_TASK TO CARRY OUT_
Reproduce word for word the stretch from "segment_B_x1 = -8020556.569040865" through "the crossproduct result?" in the forum question about collinear segments.

Test if two segments are roughly collinear (on the same line)

Question

I want to test if two segments are roughly collinear (on the same line) using numpy.cross. I have the coordinates in meters of the segments.

import numpy as np

segment_A_x1 = -8020537.5158307655
segment_A_y1 = 5674541.918222183
segment_A_x2 = -8020547.42095263
segment_A_y2 = 5674500.781350276

segment_B_x1 = -8020556.569040865
segment_B_y1 = 5674462.788207927
segment_B_x2 = -8020594.740831952
segment_B_y2 = 5674328.095911447

a = np.array([[segment_A_x1, segment_A_y1], [segment_A_x2, segment_A_y2]])
b = np.array([[segment_B_x1, segment_B_y1], [segment_B_x2, segment_B_y2]])
crossproduct = np.cross(a, b)

>>>array([7.42783487e+08, 1.65354844e+09])

The crossproduct values are pretty high even if I would say those two segments are roughly collinear. Why?

How can I determine if the segments are colinear with the crossproduct result?

_INFORMATION SHOWN_

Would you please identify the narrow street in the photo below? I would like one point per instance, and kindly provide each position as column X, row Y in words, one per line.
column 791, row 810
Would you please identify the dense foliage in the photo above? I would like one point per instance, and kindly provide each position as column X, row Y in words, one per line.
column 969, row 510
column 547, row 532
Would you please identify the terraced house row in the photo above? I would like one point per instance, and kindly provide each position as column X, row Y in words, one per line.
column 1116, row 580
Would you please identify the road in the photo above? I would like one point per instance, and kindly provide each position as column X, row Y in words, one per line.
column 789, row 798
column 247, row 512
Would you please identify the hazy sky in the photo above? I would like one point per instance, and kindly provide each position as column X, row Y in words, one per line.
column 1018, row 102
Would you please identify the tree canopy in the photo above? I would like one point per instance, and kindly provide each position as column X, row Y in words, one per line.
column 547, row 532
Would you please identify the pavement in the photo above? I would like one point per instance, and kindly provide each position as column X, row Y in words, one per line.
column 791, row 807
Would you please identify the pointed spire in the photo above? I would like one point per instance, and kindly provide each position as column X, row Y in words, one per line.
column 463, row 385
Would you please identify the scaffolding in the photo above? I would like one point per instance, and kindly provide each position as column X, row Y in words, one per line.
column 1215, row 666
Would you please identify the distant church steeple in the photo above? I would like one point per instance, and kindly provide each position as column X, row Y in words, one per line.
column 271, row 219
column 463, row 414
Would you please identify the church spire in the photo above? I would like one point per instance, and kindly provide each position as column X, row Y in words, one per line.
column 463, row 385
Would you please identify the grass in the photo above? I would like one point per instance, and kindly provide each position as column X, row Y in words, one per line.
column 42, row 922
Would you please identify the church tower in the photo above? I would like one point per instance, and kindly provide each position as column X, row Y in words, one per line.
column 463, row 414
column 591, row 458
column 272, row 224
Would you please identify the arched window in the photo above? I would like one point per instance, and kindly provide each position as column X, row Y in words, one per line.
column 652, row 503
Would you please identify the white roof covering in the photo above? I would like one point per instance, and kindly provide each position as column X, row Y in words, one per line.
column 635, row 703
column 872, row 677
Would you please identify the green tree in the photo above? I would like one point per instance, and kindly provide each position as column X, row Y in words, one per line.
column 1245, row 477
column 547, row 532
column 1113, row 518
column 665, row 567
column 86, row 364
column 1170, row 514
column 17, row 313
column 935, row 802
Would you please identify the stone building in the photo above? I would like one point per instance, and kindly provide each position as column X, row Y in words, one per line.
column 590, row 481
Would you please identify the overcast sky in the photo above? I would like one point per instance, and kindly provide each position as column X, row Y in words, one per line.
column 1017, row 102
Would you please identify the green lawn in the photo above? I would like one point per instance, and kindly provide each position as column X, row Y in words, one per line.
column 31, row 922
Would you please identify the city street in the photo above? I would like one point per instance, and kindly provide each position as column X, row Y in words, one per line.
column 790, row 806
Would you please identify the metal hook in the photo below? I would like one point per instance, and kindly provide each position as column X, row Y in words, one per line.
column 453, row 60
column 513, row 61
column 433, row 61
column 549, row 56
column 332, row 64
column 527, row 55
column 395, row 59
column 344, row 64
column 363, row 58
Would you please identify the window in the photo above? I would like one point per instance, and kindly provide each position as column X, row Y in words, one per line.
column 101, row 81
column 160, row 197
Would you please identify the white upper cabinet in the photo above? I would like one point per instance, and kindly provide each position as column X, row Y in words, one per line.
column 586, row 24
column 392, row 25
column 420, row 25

_OUTPUT BELOW_
segment_B_x1 = -8020556.569040865
segment_B_y1 = 5674462.788207927
segment_B_x2 = -8020594.740831952
segment_B_y2 = 5674328.095911447

a = np.array([[segment_A_x1, segment_A_y1], [segment_A_x2, segment_A_y2]])
b = np.array([[segment_B_x1, segment_B_y1], [segment_B_x2, segment_B_y2]])
crossproduct = np.cross(a, b)

>>>array([7.42783487e+08, 1.65354844e+09])

The crossproduct values are pretty high even if I would say those two segments are roughly collinear. Why?

How can I determine if the segments are colinear with the crossproduct result?